→ Work instruction
Please print the records below exactly as they are.

→ Material provided

---*---

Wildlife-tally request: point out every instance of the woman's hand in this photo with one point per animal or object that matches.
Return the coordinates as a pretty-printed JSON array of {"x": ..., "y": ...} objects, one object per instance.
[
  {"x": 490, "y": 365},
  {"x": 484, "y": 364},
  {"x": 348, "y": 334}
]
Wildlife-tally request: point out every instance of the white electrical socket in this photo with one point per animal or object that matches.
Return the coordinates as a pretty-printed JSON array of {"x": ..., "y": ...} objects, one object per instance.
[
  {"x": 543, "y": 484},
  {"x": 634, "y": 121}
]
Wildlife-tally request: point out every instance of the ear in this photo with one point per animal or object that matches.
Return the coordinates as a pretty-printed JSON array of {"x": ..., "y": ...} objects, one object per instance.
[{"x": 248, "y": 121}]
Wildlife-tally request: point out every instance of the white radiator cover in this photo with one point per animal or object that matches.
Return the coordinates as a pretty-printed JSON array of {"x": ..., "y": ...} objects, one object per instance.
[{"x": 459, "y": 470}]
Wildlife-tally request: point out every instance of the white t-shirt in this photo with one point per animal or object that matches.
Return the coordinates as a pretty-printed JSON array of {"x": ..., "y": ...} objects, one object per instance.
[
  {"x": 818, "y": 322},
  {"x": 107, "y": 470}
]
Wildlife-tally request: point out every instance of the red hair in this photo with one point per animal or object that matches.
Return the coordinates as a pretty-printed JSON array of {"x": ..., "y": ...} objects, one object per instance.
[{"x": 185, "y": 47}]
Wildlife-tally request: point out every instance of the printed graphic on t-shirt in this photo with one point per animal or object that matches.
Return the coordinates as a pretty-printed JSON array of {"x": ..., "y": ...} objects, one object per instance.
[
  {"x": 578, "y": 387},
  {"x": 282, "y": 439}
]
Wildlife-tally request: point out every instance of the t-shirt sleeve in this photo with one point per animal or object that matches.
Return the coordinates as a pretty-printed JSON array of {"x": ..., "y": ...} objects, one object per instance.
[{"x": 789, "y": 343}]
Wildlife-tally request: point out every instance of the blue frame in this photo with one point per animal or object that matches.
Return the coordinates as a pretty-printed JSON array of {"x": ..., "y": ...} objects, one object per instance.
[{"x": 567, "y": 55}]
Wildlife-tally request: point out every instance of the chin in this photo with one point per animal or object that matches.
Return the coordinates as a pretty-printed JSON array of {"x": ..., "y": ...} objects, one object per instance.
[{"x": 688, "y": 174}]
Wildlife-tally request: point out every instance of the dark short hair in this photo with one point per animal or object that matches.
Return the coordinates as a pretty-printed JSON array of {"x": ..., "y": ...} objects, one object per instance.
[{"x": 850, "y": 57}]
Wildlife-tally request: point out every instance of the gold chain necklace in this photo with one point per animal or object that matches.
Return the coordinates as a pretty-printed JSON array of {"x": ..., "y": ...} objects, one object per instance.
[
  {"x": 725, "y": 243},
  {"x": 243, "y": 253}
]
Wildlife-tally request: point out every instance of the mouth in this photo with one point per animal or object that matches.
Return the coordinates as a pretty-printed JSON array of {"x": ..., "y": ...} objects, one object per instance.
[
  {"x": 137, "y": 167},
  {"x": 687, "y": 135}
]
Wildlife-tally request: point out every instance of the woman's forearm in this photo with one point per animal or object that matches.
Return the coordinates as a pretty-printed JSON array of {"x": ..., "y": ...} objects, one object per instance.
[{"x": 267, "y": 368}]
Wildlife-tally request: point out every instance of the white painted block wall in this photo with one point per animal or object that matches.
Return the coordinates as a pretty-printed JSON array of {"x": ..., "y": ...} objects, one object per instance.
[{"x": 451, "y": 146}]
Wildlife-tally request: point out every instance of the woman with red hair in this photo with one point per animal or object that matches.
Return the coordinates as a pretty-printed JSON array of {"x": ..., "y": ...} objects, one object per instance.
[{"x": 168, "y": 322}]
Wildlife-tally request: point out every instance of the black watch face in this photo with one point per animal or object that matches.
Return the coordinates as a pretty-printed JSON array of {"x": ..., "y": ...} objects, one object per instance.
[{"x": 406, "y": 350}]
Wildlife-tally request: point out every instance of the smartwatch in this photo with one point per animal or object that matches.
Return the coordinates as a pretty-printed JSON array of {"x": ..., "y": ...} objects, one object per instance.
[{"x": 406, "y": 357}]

---*---

→ Result below
Wildlife-tally request: point out every instance of the woman's hand in this photo with one point per animal or object that matches.
Return the coordinates as a pretty-printed JSON array of {"x": ..., "y": ...} objects, one object per instance.
[
  {"x": 490, "y": 365},
  {"x": 484, "y": 364},
  {"x": 348, "y": 334}
]
Wildlife-tally request: point out every instance of the white electrical socket in this photo with one point per animal or object that matches.
Return the coordinates as a pretty-printed JSON array of {"x": ..., "y": ...} objects, one object per instance.
[
  {"x": 543, "y": 484},
  {"x": 634, "y": 121}
]
Wildlife-tally request: point out every instance of the ear in this photo with one point per animal or object that matches.
Return the coordinates as a pretty-printed JSON array of {"x": ..., "y": ...} objects, one object per instance.
[{"x": 248, "y": 121}]
Wildlife-tally request: point out every instance of the white radiator cover in this photo with one point per animal or object that matches.
Return the coordinates as a pretty-printed JSON array of {"x": ..., "y": ...} objects, one object per instance.
[{"x": 459, "y": 470}]
Wildlife-tally request: point out every instance of the white t-shirt in this photo with one point per animal or object that matches.
Return the coordinates as a pretty-printed JSON array of {"x": ..., "y": ...} objects, one object per instance.
[
  {"x": 818, "y": 322},
  {"x": 107, "y": 470}
]
Wildlife-tally request: point out every instance of the red hair in this photo with one point per animal or object that matches.
Return the coordinates as a pretty-printed JSON array of {"x": ..., "y": ...} objects, one object per instance.
[{"x": 185, "y": 47}]
Wildlife-tally request: point out every instance of the printed graphic on t-shirt in this photo with one point per animal or object that matches.
Return the coordinates as a pretty-printed JSON array of {"x": ..., "y": ...} objects, one object per instance.
[
  {"x": 578, "y": 387},
  {"x": 282, "y": 439}
]
Wildlife-tally request: point out every instance of the t-shirt sleeve in this photo with one point per animal or object that matches.
Return the coordinates as a pretty-printed JSON array of {"x": ..., "y": ...} objects, one object per instance.
[{"x": 789, "y": 343}]
Wildlife-tally request: point out every instance of the blue frame in this photo with one point per animal or object that matches.
Return the coordinates as a pretty-printed JSON array of {"x": ..., "y": ...} objects, one object per instance.
[{"x": 567, "y": 55}]
Wildlife-tally request: point out every instance of the chin in this photo with one point per animal or object that matches.
Return the coordinates as a pretty-printed JSON array of {"x": ..., "y": ...} objects, one object per instance.
[{"x": 688, "y": 174}]
Wildlife-tally request: point out every instance of the dark short hair in this photo with one point per animal or object that matches.
Return the coordinates as a pretty-printed JSON array of {"x": ..., "y": ...} objects, one object per instance.
[{"x": 850, "y": 57}]
Wildlife-tally request: point out every instance of the gold chain necklace in this photo with one point per animal or object that matches.
Return the coordinates as a pretty-printed JSON array of {"x": ..., "y": ...} objects, one object per instance.
[
  {"x": 725, "y": 243},
  {"x": 243, "y": 253}
]
Wildlife-tally request: point out every instance of the mouth in this photo with one point per animal or object that matches.
Return the coordinates as a pretty-printed JSON array of {"x": ..., "y": ...} objects, one object per instance.
[
  {"x": 137, "y": 167},
  {"x": 687, "y": 135}
]
Wildlife-tally request: point out every instance of the woman's forearm in this photo with one point per animal or object that matches.
Return the coordinates as a pretty-printed JSON array of {"x": ..., "y": ...} objects, one object per instance.
[{"x": 267, "y": 368}]
Wildlife-tally request: point out every instance of the white painted block wall in this photo with one point per animal or object that matches.
Return the coordinates as a pretty-printed JSON array of {"x": ..., "y": ...} objects, one object per instance.
[{"x": 451, "y": 146}]
Wildlife-tally request: point out every instance of the woman with red hair in this photo with one point per animal or object that matches.
Return the coordinates as a pretty-printed JSON array of {"x": ..., "y": ...} objects, one object per instance.
[{"x": 168, "y": 322}]
Wildlife-tally request: point out every instance of the black watch face in this photo with one point per animal or object that matches.
Return the coordinates as a pretty-printed JSON array of {"x": ..., "y": ...} objects, one object per instance.
[{"x": 406, "y": 350}]
Wildlife-tally request: point out every instance of the smartwatch in this photo with one point per animal or object that matches.
Return the coordinates as a pretty-printed JSON array of {"x": ..., "y": ...} objects, one object per instance.
[{"x": 406, "y": 357}]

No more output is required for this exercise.